* Begin Source passage *
Work like return processing, accounts, refunds and storage of records will be done at these centres. Our income-tax offices will act as front offices for interfacing with taxpayers and meeting their needs.
The front and back-end offices will be networked. We are looking at outsourcing data management. So, we will have a system where we de-congest our front-end, improve the operational efficiency of front offices, and improve the capacity of the department and tax collections.
How many central processing centres will be set up?
We are now setting up a pilot central processing centre at Bangalore. After stabilising it, we will replicate it at the four metros. We are also looking at scanning of returns by a third party vendor.
Are you planning to expand the refund banker scheme to more cities?
Currently, the refund banker scheme is available in six cities. It is still stabilising. It takes an average 30 days from the date of communication from the department to the banker. We are trying to cut this to seven days. There are many factors like frequent address changes or wrong PAN number in the returns that delay refunds.
* End Source passage *
# Brief 1
Which kinds of work does the tax interview excerpt say will be done at the centres?
# Brief 2
Retype a portion of the tax interview excerpt character for character, beginning at the words "Work like return" and stopping after the words "third party vendor.".
The material that comes next can be left aside.
* Begin Material provided *
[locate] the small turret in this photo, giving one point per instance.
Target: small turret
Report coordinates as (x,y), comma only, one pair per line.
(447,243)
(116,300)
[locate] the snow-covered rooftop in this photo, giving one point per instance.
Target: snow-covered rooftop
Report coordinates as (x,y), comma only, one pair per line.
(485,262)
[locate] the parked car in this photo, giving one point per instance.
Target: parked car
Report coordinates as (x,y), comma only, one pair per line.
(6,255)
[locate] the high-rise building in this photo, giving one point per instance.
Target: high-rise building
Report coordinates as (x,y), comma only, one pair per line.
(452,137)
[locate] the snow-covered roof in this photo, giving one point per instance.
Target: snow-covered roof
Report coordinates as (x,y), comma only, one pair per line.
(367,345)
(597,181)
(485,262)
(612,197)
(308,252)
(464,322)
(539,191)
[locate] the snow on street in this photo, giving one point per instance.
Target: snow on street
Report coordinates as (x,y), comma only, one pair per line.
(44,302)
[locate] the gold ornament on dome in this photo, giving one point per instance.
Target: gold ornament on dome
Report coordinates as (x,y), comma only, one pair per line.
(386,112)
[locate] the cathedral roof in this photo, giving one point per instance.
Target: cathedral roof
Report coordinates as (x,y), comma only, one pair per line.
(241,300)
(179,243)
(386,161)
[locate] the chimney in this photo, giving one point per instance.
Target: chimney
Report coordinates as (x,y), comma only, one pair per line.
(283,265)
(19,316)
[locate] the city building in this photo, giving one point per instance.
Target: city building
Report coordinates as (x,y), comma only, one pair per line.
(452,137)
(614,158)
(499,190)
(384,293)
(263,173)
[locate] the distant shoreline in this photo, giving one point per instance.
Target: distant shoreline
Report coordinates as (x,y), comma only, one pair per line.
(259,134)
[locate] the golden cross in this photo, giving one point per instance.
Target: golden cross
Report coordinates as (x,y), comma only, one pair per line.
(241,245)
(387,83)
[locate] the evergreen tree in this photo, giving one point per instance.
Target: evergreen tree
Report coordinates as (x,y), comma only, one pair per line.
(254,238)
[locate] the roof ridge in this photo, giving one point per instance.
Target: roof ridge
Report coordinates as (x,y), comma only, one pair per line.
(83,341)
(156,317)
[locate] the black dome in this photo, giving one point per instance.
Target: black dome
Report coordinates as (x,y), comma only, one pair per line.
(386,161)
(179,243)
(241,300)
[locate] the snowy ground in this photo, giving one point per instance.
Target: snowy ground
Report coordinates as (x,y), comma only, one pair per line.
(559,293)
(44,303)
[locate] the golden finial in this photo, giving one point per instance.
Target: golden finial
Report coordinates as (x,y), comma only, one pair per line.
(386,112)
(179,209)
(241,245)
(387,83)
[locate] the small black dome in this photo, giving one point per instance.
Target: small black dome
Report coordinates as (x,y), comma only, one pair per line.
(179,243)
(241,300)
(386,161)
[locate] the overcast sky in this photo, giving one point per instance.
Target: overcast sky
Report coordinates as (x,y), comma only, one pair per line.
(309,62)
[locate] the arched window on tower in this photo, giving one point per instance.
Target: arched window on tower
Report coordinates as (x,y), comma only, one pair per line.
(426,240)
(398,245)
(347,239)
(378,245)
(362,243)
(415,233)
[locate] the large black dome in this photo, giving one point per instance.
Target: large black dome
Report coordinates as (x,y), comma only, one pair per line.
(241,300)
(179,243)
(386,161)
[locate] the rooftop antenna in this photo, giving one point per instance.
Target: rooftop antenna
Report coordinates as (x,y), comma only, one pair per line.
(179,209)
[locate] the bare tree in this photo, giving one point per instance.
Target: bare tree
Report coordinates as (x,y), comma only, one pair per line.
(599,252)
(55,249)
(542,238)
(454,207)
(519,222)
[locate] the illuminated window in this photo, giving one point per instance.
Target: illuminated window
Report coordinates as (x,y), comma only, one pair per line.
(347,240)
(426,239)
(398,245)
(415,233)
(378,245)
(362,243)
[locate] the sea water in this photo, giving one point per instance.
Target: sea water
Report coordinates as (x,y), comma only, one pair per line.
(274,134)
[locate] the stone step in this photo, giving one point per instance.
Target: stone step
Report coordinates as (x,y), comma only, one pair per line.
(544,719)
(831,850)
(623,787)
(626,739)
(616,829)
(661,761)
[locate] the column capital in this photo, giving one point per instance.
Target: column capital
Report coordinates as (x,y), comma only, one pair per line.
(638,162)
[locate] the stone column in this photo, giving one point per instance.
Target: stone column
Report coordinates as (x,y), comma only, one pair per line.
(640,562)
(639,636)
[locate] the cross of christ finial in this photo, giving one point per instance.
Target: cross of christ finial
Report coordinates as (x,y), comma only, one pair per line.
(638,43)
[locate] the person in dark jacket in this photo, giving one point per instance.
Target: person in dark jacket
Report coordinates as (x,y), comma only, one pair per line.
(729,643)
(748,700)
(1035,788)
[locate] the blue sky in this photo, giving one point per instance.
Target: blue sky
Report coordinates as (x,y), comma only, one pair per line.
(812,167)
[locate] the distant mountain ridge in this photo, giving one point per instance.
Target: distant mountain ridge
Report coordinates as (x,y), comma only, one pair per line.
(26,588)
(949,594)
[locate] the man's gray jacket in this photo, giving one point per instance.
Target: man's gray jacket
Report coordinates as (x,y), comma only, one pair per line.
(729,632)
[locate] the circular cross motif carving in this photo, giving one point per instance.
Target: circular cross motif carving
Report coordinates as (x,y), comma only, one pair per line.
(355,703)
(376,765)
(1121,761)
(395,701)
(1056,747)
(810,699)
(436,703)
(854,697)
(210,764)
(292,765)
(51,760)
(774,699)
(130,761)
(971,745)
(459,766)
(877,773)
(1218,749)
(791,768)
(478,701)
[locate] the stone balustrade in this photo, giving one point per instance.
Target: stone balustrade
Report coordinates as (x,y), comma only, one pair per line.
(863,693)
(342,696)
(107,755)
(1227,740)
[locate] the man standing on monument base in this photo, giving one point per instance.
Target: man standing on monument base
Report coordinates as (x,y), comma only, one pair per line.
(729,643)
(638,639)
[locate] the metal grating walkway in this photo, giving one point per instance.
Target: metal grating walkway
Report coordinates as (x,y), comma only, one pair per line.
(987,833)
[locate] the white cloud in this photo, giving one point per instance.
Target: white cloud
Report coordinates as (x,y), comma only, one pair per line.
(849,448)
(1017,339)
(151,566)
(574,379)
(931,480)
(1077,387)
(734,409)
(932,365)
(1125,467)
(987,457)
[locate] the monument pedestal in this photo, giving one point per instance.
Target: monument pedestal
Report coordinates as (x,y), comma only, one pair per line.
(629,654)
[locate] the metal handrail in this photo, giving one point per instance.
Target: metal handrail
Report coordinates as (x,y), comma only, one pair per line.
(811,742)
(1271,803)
* End Material provided *
# Response 1
- Return processing
- Accounts
- Refunds
- Storage of records

# Response 2
Work like return processing, accounts, refunds and storage of records will be done at these centres. Our income-tax offices will act as front offices for interfacing with taxpayers and meeting their needs.
The front and back-end offices will be networked. We are looking at outsourcing data management. So, we will have a system where we de-congest our front-end, improve the operational efficiency of front offices, and improve the capacity of the department and tax collections.
How many central processing centres will be set up?
We are now setting up a pilot central processing centre at Bangalore. After stabilising it, we will replicate it at the four metros. We are also looking at scanning of returns by a third party vendor.